- Short task: Can you write out the lines from the one containing "the white closet" through the last line, substituting "mark" for "dot" and changing nothing else? Leave the pictures out.
┌────────
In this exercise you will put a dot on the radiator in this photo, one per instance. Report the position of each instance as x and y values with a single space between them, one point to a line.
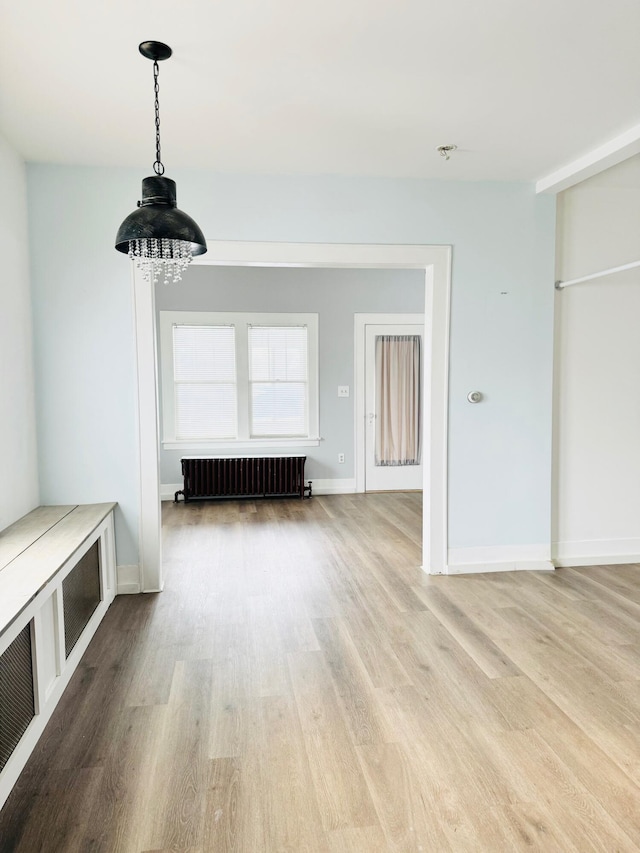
248 477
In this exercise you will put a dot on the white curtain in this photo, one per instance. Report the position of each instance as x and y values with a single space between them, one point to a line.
398 400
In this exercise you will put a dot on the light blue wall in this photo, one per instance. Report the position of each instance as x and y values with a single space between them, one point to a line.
19 465
335 295
501 332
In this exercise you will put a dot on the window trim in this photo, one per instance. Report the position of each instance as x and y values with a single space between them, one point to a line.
241 321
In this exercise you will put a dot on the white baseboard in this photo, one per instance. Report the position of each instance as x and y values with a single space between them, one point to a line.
168 491
128 580
499 558
334 487
320 487
596 552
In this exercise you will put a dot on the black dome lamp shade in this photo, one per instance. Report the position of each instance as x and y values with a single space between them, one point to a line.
160 238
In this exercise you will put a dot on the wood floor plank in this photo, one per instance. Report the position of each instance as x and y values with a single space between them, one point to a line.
340 787
302 686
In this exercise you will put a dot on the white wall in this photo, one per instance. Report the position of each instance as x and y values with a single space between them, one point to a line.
335 295
597 372
19 480
501 325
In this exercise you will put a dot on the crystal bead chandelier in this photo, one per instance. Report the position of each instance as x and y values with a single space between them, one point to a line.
161 239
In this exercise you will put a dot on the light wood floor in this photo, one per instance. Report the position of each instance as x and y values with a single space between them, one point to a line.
302 686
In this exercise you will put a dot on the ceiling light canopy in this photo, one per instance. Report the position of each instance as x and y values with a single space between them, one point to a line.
161 239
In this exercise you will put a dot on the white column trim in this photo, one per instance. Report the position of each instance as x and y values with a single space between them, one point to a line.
150 525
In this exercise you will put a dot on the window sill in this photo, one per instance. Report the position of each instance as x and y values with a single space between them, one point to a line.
233 446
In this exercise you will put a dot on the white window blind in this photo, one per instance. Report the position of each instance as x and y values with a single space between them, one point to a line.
204 362
278 381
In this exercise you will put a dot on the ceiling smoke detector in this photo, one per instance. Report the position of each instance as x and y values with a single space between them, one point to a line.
445 150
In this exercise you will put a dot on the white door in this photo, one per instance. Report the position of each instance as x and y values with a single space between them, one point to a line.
380 474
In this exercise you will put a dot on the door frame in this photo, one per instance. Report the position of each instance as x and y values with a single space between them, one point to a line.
361 321
434 261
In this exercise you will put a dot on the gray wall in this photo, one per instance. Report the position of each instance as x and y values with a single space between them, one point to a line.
501 324
19 467
335 295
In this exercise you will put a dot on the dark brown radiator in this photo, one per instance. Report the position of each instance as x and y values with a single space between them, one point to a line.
248 477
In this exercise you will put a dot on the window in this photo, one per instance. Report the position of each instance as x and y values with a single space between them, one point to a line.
204 375
232 379
278 380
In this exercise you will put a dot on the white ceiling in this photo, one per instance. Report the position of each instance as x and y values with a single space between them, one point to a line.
358 87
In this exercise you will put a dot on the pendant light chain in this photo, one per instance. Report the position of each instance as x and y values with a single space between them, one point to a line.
158 168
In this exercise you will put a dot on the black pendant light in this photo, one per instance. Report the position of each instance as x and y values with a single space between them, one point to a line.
160 238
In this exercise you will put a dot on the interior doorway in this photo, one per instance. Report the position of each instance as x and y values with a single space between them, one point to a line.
394 363
435 261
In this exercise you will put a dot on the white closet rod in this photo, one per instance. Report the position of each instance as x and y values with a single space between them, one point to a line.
560 285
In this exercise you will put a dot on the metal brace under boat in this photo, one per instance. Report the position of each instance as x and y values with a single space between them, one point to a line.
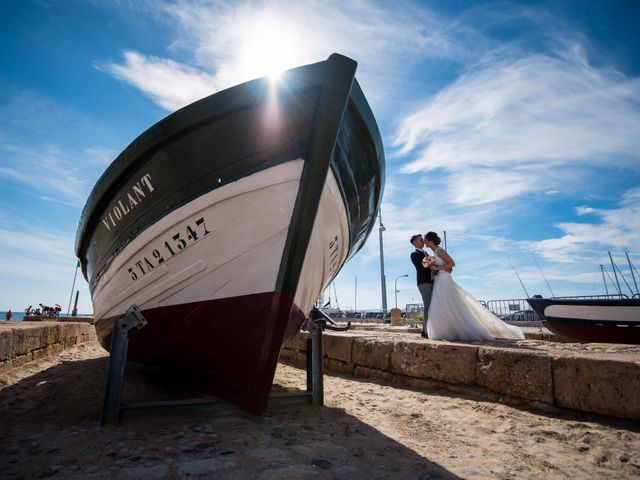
└────────
- Exercise output:
In this exercise you will put a mark on the white closet rod in this photo, one per instance. Report the position of each instance as x and y values with a single space between them, one point to a line.
560 285
In this exercise you will put a mark on the metal brace under boat in this photo, one per instance. Report the position of each instance as x and y values with a single space between them, one point to a line.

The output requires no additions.